— START OF EXTRACTED DATA —
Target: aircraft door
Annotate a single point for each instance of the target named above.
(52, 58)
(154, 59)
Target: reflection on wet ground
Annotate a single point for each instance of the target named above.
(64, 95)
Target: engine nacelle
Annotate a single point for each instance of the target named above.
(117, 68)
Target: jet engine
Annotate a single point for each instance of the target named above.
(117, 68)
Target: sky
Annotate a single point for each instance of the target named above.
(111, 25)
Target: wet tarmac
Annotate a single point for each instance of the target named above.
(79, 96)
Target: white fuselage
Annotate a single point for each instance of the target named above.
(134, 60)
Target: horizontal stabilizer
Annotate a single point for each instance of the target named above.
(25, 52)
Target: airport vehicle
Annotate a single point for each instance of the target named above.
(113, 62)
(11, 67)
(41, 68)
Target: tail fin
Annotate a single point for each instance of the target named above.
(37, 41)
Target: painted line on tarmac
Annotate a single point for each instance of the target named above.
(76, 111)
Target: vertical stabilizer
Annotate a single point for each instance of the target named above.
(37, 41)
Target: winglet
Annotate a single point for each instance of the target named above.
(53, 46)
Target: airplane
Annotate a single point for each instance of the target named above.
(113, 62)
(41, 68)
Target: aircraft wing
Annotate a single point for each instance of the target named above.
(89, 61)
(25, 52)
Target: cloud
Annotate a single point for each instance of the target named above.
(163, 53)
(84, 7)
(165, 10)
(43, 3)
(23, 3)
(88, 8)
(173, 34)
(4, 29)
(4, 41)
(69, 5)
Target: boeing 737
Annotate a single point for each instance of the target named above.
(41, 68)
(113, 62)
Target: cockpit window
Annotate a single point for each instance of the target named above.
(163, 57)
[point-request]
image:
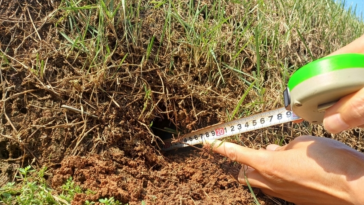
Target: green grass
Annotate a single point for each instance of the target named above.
(250, 47)
(274, 37)
(33, 189)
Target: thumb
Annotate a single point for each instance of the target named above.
(345, 114)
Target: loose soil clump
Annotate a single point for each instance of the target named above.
(86, 110)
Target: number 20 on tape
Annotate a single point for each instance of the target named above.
(219, 131)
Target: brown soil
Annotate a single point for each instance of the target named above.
(115, 153)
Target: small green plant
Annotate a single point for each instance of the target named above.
(33, 189)
(69, 190)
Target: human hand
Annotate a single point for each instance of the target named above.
(309, 170)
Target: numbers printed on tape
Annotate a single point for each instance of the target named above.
(238, 126)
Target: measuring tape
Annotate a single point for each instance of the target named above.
(311, 90)
(254, 122)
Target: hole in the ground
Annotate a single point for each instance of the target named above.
(4, 153)
(23, 110)
(163, 128)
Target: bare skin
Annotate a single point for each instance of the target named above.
(309, 170)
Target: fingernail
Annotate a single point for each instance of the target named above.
(207, 143)
(334, 124)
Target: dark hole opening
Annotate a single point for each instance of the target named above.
(164, 128)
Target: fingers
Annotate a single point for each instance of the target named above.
(251, 157)
(345, 114)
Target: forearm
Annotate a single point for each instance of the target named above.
(357, 46)
(355, 178)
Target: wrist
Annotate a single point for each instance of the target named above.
(356, 182)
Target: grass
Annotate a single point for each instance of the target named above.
(237, 48)
(33, 189)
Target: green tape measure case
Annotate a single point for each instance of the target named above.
(319, 84)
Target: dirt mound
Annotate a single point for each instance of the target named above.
(187, 178)
(83, 88)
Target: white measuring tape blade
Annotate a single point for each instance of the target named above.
(214, 132)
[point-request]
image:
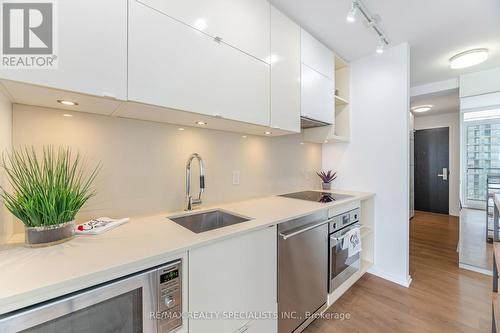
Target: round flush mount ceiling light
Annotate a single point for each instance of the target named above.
(66, 102)
(421, 108)
(468, 58)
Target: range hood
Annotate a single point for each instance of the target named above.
(311, 123)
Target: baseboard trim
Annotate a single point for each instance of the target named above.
(475, 269)
(402, 282)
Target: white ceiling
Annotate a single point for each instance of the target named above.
(435, 29)
(442, 102)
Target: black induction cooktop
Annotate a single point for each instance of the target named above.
(323, 197)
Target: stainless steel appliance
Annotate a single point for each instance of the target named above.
(150, 301)
(341, 266)
(323, 197)
(302, 270)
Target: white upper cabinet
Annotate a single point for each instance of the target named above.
(175, 66)
(285, 72)
(243, 24)
(317, 93)
(316, 55)
(237, 275)
(91, 49)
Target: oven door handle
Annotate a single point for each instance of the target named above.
(308, 227)
(357, 225)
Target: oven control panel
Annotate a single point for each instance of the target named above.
(170, 297)
(340, 221)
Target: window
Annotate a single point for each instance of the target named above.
(482, 131)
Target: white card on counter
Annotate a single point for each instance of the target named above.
(99, 225)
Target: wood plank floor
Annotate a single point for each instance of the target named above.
(441, 298)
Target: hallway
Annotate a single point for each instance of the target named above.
(441, 298)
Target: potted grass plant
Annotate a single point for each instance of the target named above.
(48, 190)
(327, 177)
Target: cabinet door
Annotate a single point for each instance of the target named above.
(316, 55)
(91, 50)
(243, 24)
(317, 93)
(234, 275)
(176, 66)
(285, 72)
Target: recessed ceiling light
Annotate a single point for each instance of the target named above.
(468, 58)
(380, 47)
(66, 102)
(421, 108)
(351, 16)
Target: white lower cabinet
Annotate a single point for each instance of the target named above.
(235, 276)
(178, 67)
(317, 93)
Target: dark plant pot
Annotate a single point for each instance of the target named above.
(326, 186)
(49, 235)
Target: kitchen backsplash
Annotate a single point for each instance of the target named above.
(143, 163)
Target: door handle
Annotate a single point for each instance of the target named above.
(444, 174)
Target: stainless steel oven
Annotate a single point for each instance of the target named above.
(341, 266)
(149, 301)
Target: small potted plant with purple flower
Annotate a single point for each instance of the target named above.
(327, 177)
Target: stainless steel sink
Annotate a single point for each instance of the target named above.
(208, 220)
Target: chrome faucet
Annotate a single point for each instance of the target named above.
(190, 202)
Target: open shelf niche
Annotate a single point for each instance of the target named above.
(340, 131)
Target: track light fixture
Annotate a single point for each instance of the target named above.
(372, 22)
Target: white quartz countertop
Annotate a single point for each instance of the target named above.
(30, 276)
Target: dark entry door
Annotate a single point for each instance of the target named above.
(432, 170)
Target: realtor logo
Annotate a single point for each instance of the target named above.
(28, 34)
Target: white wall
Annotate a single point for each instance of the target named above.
(377, 158)
(451, 120)
(479, 83)
(143, 163)
(6, 227)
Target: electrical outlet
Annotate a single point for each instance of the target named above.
(236, 178)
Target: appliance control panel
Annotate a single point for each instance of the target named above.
(170, 297)
(340, 221)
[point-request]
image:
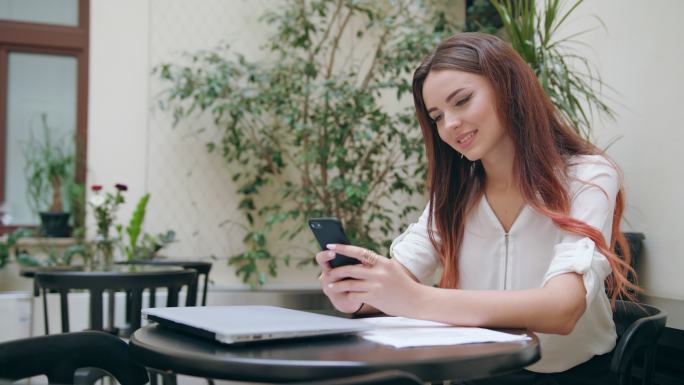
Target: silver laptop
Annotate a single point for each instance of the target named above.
(236, 324)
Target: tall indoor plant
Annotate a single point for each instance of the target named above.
(568, 77)
(305, 133)
(50, 167)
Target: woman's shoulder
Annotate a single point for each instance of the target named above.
(586, 167)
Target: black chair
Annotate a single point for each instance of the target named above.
(59, 357)
(201, 268)
(135, 282)
(638, 327)
(389, 377)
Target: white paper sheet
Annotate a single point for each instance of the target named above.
(403, 332)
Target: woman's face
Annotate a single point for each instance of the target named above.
(463, 107)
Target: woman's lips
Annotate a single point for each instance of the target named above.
(465, 140)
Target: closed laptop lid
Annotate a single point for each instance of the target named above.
(232, 324)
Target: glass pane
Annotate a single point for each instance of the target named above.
(61, 12)
(38, 86)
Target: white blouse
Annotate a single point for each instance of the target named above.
(533, 251)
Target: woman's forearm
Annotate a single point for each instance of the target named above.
(555, 308)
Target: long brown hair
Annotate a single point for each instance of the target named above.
(543, 141)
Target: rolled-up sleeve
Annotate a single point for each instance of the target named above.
(414, 250)
(594, 187)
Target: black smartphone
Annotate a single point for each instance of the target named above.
(329, 230)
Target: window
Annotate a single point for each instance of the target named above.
(43, 82)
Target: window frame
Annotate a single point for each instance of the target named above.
(26, 37)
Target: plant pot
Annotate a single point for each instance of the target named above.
(55, 224)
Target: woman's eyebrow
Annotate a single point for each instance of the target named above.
(448, 98)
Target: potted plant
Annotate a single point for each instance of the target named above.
(307, 134)
(49, 171)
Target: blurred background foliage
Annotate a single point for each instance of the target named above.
(324, 126)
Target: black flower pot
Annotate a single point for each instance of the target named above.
(55, 224)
— END OF EXTRACTED DATA —
__YOUR TASK__. Please rename "potted plant" to "houseplant" in the data from the line with "Target: long brown hair" through the end of the data, and give those lines back with nothing else changed.

__WORKED ANSWER__.
Target: long brown hair
Annotate a single point for each instance of the target named above.
(543, 141)
Target: rolled-up sleeve
Annotate a single point for each instance of the target named above.
(414, 250)
(594, 187)
Target: black smartphone
Annotate a single point for each instance of the target named above.
(329, 230)
Target: window
Annotate a single point for each instance of the target named above.
(43, 82)
Target: window frame
Annotate a single point for each instance of the target named above.
(26, 37)
Target: plant pot
Annotate a single point for each instance of the target named above.
(55, 224)
Target: woman's eyebrow
Annotate a single point for each instance of the target named above.
(448, 98)
Target: houseplant
Annotate a single point for each instance of the target named above.
(307, 134)
(49, 171)
Target: blurred background foliage
Annotate a single point for each instance of the target named above.
(324, 126)
Target: black flower pot
Annotate a single point for each instance of the target named above.
(55, 224)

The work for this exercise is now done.